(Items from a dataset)

──────────────────────────────

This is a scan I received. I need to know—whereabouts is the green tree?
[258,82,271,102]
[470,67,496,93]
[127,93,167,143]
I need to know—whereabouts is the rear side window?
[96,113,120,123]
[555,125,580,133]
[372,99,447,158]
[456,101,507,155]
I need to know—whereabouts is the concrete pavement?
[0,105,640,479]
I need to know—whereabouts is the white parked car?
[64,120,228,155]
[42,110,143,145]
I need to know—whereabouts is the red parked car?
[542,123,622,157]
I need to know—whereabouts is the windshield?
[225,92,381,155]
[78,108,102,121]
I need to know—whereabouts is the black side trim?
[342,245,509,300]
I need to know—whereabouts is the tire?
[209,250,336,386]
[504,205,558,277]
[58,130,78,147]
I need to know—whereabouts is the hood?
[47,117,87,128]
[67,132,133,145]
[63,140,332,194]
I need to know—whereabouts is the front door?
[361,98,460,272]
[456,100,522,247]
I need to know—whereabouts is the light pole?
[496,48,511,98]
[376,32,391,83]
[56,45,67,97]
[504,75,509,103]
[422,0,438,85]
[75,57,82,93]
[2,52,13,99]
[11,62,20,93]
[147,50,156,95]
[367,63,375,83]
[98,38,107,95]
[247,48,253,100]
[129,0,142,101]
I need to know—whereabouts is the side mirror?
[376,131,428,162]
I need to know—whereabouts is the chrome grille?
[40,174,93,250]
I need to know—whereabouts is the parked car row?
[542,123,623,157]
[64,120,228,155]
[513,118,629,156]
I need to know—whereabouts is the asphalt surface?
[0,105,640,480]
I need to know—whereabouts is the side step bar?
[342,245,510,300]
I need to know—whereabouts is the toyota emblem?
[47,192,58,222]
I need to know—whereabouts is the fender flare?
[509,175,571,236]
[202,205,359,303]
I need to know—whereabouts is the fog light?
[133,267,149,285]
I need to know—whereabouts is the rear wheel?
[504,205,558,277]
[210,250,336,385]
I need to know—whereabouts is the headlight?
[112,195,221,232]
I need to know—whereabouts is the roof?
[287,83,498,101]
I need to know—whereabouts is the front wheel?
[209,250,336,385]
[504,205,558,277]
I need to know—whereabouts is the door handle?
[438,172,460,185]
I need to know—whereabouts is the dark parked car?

──────────────────────────────

Starting at the line containing "I need to know—whereabouts is the white" and ending after the line containing "[342,245,509,300]", reproduce every line with 76 added to each number in the bounding-box coordinates. Copy the request lines unchanged.

I need to know—whereabouts is the white parked car?
[140,196,304,231]
[118,186,219,221]
I need to know—whereabouts is the red parked car?
[618,199,698,233]
I need to know—whereabouts is the windshield?
[301,168,457,231]
[154,184,178,197]
I need to know—whereabouts is the black side trim?
[418,321,585,376]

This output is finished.